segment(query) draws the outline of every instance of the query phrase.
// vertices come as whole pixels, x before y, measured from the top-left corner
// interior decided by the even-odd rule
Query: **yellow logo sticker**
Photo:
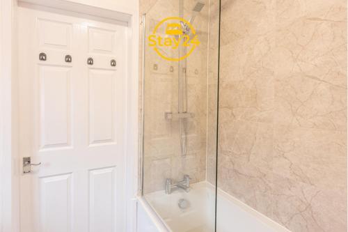
[[[149,36],[148,41],[149,46],[159,56],[171,61],[187,58],[200,44],[196,30],[190,22],[179,17],[167,17],[159,22]],[[180,47],[186,47],[187,52],[178,52]],[[170,50],[173,52],[169,52]],[[171,56],[172,54],[177,55]]]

_SET PROBLEM_
Locate all lines in the listing above that contain the word "every", and copy each of them out in full.

_OUTPUT FOR THIS TASK_
segment(query) draws the outline of every instance of the query phrase.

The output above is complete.